◆ **DOCUMENTO DI PARTENZA**:

»»

Prandelli è contento. I primi giorni di allenamento, nonostante i tanti problemi legati ai tamponi e al Coronavirus, sono stati buoni. Cesare è tornato a Firenze in punta di piedi ma anche usando concetti forti e chiari con la squadra e con i suoi leader. Si è già cominciato a lavorare sul modulo, quel 4-3-3 facilmente trasformabile in 4-2-3-1 a seconda delle partite e degli avversari. Quel modulo che, nella sua prima avventura in viola, gli aveva regalato tanti successi e tanti applausi. Chissà che Pulgar non possa essere il Donadel della situazione, che Callejon non faccia il Santana e che Castrovilli non diventi il Mutu di quei tempi. Lo vedremo, fare paragoni è assolutamente difficile. Ma questa rosa, questa squadra, non è molto più debole della prima Fiorentina di Prandelli, che vedeva spesso titolari anche calciatori appunto come Donadel, come Pazienza, come Potenza, come Brocchi. Buoni giocatori, non fenomeni.

««

◆ **DATI REGISTRATI**:

»»

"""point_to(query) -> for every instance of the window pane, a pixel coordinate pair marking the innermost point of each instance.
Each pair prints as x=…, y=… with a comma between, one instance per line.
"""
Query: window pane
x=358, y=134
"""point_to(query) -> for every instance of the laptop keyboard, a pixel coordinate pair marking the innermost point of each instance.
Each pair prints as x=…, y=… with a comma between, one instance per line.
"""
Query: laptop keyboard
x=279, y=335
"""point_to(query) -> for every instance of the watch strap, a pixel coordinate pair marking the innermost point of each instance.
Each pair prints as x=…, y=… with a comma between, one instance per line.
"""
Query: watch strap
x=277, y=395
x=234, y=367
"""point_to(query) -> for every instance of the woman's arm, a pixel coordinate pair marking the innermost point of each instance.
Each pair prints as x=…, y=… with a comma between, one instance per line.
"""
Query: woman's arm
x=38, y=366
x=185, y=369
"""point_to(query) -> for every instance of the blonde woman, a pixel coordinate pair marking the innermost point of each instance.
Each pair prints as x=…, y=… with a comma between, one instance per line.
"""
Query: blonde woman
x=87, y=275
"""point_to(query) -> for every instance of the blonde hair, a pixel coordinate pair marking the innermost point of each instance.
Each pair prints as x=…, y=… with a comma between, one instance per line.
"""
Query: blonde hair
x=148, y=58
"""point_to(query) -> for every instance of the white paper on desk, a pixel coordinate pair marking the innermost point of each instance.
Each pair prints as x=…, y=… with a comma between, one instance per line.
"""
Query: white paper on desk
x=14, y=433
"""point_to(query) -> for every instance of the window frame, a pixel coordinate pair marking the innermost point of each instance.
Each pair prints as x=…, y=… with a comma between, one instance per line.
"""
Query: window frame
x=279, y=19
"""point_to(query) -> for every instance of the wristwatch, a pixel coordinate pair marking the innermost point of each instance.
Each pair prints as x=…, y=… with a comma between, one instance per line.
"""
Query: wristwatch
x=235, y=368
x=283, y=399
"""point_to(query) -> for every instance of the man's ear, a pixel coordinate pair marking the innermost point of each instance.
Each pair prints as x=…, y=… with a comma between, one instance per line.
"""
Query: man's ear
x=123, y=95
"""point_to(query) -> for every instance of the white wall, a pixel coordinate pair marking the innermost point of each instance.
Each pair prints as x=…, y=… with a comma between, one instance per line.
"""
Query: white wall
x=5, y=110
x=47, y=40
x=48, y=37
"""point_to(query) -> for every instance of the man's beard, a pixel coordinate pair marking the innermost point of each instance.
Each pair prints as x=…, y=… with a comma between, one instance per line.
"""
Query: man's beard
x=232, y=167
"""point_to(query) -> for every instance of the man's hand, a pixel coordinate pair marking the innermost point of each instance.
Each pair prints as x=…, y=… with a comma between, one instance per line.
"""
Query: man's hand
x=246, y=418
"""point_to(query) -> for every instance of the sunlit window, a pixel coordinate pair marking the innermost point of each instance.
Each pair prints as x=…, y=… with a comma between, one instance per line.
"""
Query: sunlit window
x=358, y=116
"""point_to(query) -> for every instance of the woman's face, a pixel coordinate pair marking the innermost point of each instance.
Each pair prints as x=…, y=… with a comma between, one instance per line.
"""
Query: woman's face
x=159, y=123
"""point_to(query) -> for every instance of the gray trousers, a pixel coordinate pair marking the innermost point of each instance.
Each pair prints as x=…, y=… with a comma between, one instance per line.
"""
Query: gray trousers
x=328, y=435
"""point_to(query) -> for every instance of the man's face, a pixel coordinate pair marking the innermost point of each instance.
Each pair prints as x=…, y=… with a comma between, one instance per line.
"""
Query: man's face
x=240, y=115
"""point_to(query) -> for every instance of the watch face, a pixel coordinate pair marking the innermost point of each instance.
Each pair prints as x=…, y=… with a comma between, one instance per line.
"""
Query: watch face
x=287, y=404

««

◆ **CONSEGNA**: Elenca tutti i calciatori che il documento di partenza indica come titolari frequenti nella prima Fiorentina di Prandelli.

◆ **RISPOSTA ATTESA**: Donadel, Pazienza, Potenza, Brocchi